--- What is required ---
No line before the one containing "Definition for annotators: for every instance of the airline" should appear; that line and all lines after it, through the end of the data, are to be set down exactly.
+++++
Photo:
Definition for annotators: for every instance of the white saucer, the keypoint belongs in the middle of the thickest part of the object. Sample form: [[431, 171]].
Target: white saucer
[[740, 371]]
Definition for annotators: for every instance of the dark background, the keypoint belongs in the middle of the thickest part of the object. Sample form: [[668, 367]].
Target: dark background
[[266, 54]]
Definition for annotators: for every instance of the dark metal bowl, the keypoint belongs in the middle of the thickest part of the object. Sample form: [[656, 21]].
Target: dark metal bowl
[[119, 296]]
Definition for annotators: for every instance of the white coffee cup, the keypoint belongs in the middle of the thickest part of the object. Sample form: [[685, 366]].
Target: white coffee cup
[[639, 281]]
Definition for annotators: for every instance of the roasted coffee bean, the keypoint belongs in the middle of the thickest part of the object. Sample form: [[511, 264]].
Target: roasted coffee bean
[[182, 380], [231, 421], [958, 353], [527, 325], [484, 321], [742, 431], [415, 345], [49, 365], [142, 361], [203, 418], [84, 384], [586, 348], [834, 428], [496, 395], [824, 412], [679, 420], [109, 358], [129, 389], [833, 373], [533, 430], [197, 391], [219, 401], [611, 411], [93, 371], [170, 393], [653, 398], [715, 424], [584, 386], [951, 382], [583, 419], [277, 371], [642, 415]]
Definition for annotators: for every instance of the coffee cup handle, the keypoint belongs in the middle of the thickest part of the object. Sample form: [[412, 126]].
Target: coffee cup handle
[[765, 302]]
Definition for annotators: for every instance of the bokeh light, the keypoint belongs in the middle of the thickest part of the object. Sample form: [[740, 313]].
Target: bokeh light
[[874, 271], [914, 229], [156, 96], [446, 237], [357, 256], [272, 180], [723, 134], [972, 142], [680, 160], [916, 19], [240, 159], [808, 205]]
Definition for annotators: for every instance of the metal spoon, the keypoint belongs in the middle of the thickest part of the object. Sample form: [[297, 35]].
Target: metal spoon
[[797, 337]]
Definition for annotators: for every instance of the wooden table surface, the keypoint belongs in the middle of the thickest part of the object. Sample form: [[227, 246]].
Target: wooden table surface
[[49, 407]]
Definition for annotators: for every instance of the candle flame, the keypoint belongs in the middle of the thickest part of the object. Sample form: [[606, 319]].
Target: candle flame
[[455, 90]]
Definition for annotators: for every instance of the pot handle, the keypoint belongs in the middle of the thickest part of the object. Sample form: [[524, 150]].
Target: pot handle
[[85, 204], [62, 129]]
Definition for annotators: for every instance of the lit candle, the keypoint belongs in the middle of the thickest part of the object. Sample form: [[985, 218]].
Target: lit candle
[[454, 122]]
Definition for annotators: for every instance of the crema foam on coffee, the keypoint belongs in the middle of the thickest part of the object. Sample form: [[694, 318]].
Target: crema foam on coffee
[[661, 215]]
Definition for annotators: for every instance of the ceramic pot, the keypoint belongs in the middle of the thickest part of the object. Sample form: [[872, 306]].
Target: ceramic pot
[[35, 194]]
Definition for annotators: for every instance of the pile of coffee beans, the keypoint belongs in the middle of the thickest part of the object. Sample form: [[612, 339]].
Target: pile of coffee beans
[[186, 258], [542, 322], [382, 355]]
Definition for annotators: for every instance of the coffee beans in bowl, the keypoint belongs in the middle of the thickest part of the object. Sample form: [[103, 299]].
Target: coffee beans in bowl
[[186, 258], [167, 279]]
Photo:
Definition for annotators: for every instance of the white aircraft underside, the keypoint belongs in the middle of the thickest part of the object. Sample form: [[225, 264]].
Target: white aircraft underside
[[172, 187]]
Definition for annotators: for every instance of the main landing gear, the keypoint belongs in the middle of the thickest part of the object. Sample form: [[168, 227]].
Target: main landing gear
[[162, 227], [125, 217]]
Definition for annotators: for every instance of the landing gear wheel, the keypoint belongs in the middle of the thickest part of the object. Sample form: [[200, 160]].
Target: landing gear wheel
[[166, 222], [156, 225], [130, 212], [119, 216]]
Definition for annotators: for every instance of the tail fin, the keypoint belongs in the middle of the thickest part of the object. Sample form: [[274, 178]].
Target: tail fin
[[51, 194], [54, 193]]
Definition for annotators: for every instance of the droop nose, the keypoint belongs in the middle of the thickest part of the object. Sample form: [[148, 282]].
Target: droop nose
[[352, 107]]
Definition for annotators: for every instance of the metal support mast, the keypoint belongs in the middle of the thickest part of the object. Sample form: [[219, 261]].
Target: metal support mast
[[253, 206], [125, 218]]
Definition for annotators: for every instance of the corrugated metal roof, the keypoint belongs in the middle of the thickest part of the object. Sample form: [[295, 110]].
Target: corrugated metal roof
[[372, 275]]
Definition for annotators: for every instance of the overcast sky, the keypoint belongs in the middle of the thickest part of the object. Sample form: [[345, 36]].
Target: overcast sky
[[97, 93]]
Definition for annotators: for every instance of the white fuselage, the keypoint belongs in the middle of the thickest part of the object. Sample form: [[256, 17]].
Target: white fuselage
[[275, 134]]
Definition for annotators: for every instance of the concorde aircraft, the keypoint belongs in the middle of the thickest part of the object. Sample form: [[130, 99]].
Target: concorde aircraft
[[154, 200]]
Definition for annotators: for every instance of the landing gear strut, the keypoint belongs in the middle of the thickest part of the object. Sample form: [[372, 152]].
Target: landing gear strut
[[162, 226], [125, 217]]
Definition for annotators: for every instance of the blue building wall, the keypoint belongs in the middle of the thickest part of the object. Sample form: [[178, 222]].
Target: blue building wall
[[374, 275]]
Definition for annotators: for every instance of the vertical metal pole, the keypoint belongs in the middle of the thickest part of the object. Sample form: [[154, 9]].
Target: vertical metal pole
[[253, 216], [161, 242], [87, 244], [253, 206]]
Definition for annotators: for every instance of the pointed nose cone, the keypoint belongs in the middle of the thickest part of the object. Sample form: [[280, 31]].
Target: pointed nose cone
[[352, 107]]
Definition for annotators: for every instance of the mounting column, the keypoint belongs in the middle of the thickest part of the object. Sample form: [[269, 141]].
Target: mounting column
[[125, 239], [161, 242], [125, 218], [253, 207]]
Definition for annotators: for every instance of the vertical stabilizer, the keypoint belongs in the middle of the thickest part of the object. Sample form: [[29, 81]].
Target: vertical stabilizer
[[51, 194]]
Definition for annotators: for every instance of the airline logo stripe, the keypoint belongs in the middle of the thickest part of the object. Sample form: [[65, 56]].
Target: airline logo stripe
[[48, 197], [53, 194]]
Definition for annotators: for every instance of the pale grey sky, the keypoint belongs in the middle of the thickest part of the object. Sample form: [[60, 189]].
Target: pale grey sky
+++++
--- Exercise answer ---
Definition for annotators: for every instance of the airline logo stripe, the keypoint belongs in the middle of the thickest part of the object. Sample form: [[65, 56]].
Target: airline logo stripe
[[48, 197], [53, 194]]
Definition for annotators: for every instance of the pale grey sky, the keypoint belongs in the middle of the thickest part of the object. Sample form: [[60, 189]].
Target: pale grey sky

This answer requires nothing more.